#### Records for this task
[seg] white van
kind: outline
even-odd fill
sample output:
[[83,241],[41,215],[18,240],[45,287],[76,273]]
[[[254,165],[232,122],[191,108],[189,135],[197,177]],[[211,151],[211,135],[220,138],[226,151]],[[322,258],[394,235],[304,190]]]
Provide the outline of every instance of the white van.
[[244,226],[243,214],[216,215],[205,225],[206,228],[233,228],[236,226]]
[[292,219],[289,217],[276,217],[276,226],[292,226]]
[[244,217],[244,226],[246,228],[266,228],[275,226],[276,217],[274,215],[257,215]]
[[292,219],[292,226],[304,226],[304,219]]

#### Assignment
Please copy exactly, and only, the lines running from the one containing "[[83,241],[41,215],[18,240],[45,287],[76,273]]" through the end of the listing.

#### Expected answer
[[83,241],[41,215],[18,240],[45,287],[76,273]]
[[[254,165],[232,122],[191,108],[189,135],[197,177]],[[211,151],[211,135],[220,138],[226,151]],[[322,258],[394,235],[304,190]]]
Provide the outline of every instance of the white van.
[[244,226],[243,214],[216,215],[205,225],[206,228],[233,228],[236,226]]
[[292,219],[289,217],[276,217],[276,226],[292,226]]
[[244,217],[244,226],[246,228],[266,228],[275,226],[276,217],[274,215],[257,215]]
[[292,219],[292,226],[304,226],[304,219]]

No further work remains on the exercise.